» EXERCISE GOAL:
Set out the rows below as a numbered list, leaving out any blank lines.

» RECORDS PROVIDED:
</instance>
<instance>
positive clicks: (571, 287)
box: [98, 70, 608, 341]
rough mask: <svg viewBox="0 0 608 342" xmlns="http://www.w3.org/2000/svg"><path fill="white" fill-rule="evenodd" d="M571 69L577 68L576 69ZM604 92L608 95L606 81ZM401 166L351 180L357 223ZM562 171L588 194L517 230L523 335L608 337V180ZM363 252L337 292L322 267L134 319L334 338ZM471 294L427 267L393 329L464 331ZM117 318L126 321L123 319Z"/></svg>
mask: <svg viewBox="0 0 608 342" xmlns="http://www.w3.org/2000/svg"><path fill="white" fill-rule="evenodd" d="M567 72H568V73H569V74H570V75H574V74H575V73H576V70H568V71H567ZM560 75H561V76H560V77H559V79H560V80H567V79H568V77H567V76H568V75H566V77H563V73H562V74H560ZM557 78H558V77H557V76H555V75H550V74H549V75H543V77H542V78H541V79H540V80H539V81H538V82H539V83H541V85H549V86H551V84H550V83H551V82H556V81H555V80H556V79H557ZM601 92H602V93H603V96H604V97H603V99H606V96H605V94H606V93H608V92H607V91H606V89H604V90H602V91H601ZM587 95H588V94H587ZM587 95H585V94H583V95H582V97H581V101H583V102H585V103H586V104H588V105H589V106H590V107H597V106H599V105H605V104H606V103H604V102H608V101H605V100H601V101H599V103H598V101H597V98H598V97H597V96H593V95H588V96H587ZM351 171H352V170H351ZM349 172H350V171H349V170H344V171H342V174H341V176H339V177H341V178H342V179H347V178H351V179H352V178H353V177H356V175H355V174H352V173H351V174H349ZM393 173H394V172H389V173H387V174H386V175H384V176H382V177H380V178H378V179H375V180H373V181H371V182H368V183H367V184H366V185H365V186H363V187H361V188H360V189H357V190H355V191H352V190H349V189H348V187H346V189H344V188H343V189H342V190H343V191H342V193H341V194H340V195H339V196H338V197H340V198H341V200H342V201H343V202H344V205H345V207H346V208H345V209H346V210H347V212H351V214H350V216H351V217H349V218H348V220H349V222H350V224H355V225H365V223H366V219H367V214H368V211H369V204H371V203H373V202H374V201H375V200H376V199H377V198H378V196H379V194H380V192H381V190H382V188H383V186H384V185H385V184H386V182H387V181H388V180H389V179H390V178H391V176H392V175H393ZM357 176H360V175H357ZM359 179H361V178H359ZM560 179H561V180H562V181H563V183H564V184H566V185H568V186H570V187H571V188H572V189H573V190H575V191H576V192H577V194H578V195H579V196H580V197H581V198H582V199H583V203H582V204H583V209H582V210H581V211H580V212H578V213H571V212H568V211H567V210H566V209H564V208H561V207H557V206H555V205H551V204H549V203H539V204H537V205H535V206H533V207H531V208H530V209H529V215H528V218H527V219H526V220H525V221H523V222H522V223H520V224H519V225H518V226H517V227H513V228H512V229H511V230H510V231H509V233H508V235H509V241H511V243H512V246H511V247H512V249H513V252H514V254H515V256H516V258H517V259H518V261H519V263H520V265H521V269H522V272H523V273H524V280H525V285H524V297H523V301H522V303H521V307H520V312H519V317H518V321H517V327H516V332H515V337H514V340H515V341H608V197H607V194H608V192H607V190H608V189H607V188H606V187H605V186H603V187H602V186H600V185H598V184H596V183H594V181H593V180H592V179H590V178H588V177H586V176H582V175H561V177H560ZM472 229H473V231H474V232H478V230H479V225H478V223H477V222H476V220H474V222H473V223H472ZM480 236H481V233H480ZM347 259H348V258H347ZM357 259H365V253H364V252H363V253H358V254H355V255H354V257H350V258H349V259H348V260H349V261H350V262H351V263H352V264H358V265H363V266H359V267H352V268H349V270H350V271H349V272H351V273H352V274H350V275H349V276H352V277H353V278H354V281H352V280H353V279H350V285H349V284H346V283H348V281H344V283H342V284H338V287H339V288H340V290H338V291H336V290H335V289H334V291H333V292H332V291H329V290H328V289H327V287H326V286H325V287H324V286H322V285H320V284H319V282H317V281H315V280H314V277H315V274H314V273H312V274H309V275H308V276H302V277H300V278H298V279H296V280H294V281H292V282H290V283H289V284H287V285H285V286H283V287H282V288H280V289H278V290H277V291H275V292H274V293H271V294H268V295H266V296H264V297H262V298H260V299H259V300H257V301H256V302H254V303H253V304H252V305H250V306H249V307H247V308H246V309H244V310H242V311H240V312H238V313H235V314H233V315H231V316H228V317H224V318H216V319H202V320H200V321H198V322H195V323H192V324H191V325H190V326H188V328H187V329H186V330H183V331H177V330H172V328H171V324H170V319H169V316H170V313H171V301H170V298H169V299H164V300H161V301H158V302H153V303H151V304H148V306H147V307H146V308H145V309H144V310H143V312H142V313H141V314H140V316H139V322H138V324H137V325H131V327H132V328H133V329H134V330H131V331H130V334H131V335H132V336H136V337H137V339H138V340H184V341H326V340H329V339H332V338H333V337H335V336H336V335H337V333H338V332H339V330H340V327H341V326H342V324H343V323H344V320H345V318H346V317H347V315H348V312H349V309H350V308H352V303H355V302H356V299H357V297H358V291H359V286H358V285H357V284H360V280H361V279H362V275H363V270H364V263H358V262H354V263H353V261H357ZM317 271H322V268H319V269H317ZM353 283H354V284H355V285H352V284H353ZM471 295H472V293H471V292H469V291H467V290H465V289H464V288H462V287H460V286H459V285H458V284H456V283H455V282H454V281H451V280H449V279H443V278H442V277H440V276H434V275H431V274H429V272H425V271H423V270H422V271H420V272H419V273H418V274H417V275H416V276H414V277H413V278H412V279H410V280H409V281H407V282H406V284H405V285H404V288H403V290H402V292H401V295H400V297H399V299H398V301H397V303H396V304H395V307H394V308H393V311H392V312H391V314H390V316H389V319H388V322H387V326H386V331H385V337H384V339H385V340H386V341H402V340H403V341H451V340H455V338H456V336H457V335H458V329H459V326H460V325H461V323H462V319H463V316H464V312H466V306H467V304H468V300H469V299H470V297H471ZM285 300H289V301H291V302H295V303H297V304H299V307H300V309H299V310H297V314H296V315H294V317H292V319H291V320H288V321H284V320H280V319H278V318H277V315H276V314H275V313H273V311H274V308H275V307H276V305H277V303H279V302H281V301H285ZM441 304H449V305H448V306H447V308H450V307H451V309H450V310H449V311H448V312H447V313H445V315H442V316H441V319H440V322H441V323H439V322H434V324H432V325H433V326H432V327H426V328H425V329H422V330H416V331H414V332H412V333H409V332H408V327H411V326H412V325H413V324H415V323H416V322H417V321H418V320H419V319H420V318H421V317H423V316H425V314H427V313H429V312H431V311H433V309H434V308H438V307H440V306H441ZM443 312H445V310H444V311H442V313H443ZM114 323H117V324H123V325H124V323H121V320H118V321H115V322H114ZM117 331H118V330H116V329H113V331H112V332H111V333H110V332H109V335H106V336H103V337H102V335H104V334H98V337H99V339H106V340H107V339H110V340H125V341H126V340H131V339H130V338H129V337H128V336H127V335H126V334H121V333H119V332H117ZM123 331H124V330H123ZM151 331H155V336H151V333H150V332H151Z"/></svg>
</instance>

» YOUR SOLUTION:
1. </instance>
2. <instance>
3. positive clicks: (571, 287)
4. box: [98, 70, 608, 341]
5. rough mask: <svg viewBox="0 0 608 342" xmlns="http://www.w3.org/2000/svg"><path fill="white" fill-rule="evenodd" d="M571 69L577 68L576 69ZM604 92L608 95L606 81ZM401 166L351 180L357 223ZM562 171L588 194L517 230L523 335L608 337V180ZM363 252L337 292L322 267L134 319L334 338ZM471 294L427 267L393 329L464 331ZM117 318L126 321L123 319Z"/></svg>
6. mask: <svg viewBox="0 0 608 342" xmlns="http://www.w3.org/2000/svg"><path fill="white" fill-rule="evenodd" d="M567 72H568V73H569V74H570V75H574V74H575V73H576V70H568V71H567ZM560 75H561V76H560V77H559V79H560V80H567V79H568V77H567V76H568V75H566V77H563V73H562V74H560ZM557 78H558V77H557V76H555V75H550V74H549V75H543V77H542V78H541V79H540V80H539V81H538V82H539V83H541V85H549V86H551V84H550V83H551V82H556V81H555V80H556V79H557ZM601 92H602V93H603V96H604V97H603V99H606V96H605V94H606V93H608V92H607V91H606V89H604V90H602V91H601ZM587 95H588V94H587ZM587 95H585V94H583V95H582V97H581V101H583V102H585V103H586V104H588V105H589V106H590V107H597V106H599V105H605V104H606V103H604V102H608V101H605V100H601V101H599V103H598V101H597V98H598V97H597V96H593V95H588V96H587ZM351 171H352V170H351ZM349 172H350V171H349V170H344V171H342V174H341V176H339V177H341V178H342V179H347V178H351V179H352V178H353V177H356V175H355V174H352V173H351V174H349ZM393 173H394V172H389V173H387V174H386V175H384V176H382V177H380V178H378V179H375V180H373V181H371V182H368V183H367V184H366V185H365V186H363V187H361V188H360V189H357V190H355V191H352V190H349V189H348V187H346V189H344V188H343V189H342V190H343V191H342V193H341V194H340V195H339V196H338V197H340V198H341V200H342V201H343V202H344V205H345V207H346V208H345V209H346V210H347V212H351V214H350V216H351V217H349V218H348V220H349V222H350V224H355V225H365V223H366V219H367V214H368V211H369V204H371V203H373V202H374V201H375V200H376V199H377V198H378V196H379V194H380V192H381V190H382V188H383V186H384V185H385V184H386V182H387V181H388V180H389V179H390V178H391V176H392V175H393ZM357 176H360V175H357ZM359 179H361V178H359ZM560 179H561V180H562V181H563V183H564V184H566V185H568V186H570V187H571V188H572V189H573V190H575V191H576V192H577V194H578V195H579V196H580V197H581V198H582V199H583V203H582V204H583V209H582V210H581V211H580V212H578V213H571V212H568V211H567V210H566V209H564V208H561V207H557V206H555V205H551V204H549V203H539V204H537V205H535V206H533V207H531V208H530V209H529V215H528V218H527V219H526V220H525V221H523V222H522V223H520V224H519V225H518V226H517V227H513V228H512V229H511V230H510V231H509V233H508V235H509V241H511V243H512V246H511V247H512V249H513V252H514V254H515V256H516V258H517V259H518V261H519V263H520V265H521V269H522V272H523V273H524V280H525V285H524V297H523V301H522V303H521V307H520V312H519V317H518V321H517V327H516V332H515V337H514V340H515V341H608V197H607V194H608V192H607V190H608V189H607V188H606V187H605V186H603V187H602V186H600V185H598V184H596V183H594V181H593V180H592V179H590V178H588V177H586V176H582V175H561V177H560ZM472 229H473V231H474V232H478V230H479V225H478V223H477V222H476V220H474V222H473V223H472ZM480 236H481V233H480ZM347 259H348V258H347ZM357 259H365V253H364V252H363V253H358V254H355V255H354V257H350V258H349V259H348V260H349V261H350V262H351V263H352V264H358V265H363V266H359V267H352V268H349V270H350V271H349V272H351V273H352V274H350V275H349V276H352V277H353V278H354V281H352V280H353V279H350V285H349V284H346V283H348V281H344V283H342V284H338V287H339V288H340V290H338V291H336V290H335V289H334V291H333V292H332V291H329V290H328V289H327V287H326V286H325V287H324V286H322V285H320V284H319V282H317V281H315V280H314V277H315V274H314V273H312V274H309V275H308V276H302V277H300V278H298V279H296V280H294V281H292V282H290V283H289V284H287V285H285V286H283V287H282V288H280V289H278V290H277V291H275V292H274V293H271V294H268V295H266V296H264V297H262V298H260V299H259V300H257V301H256V302H254V303H253V304H252V305H250V306H249V307H247V308H246V309H244V310H242V311H240V312H238V313H235V314H233V315H231V316H228V317H224V318H216V319H202V320H200V321H198V322H195V323H192V324H191V325H190V326H188V328H187V329H186V330H183V331H177V330H172V328H171V324H170V319H169V316H170V313H171V301H170V298H169V299H164V300H161V301H158V302H153V303H151V304H148V306H147V307H146V308H145V309H144V310H143V312H142V313H141V314H140V316H139V322H138V324H137V325H131V327H132V328H133V329H134V330H131V331H130V334H131V335H132V336H136V337H137V339H138V340H184V341H326V340H329V339H332V338H333V337H335V336H336V335H337V333H338V332H339V330H340V327H341V326H342V324H343V323H344V320H345V318H346V317H347V315H348V312H349V309H350V308H352V303H355V302H356V299H357V297H358V291H359V286H358V285H357V284H360V280H361V279H362V275H363V270H364V263H358V262H354V263H353V261H357ZM317 271H322V268H319V269H317ZM353 283H354V284H355V285H352V284H353ZM471 295H472V293H471V292H469V291H467V290H465V289H464V288H462V287H460V286H459V285H458V284H456V283H455V282H454V281H451V280H449V279H443V278H442V277H440V276H434V275H431V274H429V272H425V271H423V270H422V271H420V272H419V273H418V274H417V275H416V276H414V277H413V278H412V279H410V280H409V281H407V282H406V284H405V285H404V288H403V290H402V292H401V295H400V297H399V299H398V301H397V303H396V304H395V307H394V308H393V311H392V312H391V314H390V316H389V319H388V322H387V326H386V331H385V337H384V339H385V340H386V341H402V340H403V341H451V340H455V338H456V336H457V335H458V329H459V326H460V325H461V323H462V319H463V316H464V312H466V306H467V304H468V300H469V299H470V297H471ZM285 300H289V301H291V302H295V303H297V304H299V307H300V309H299V310H297V314H296V315H294V317H292V319H291V320H288V321H284V320H280V319H278V318H277V315H276V314H275V313H273V311H274V308H275V307H276V305H277V303H279V302H281V301H285ZM441 304H449V305H448V306H447V308H450V307H451V309H450V310H449V311H448V312H447V313H445V315H442V316H441V319H440V322H441V323H439V322H434V324H432V325H433V326H432V327H426V328H425V329H422V330H416V331H414V332H412V333H409V332H408V327H411V326H412V325H413V324H415V323H416V322H417V321H418V320H419V319H420V318H421V317H423V316H425V314H427V313H429V312H431V311H433V309H434V308H438V307H440V306H441ZM443 312H445V310H444V311H442V313H443ZM114 323H117V324H123V325H124V323H121V320H118V321H115V322H114ZM117 331H118V330H116V329H113V331H112V332H111V333H110V332H109V335H106V336H103V337H102V335H104V334H98V337H99V339H106V340H107V339H110V340H125V341H126V340H131V339H130V338H129V337H128V336H127V335H126V334H121V333H119V332H117ZM123 331H124V330H123ZM151 331H155V336H151V333H150V332H151Z"/></svg>
7. </instance>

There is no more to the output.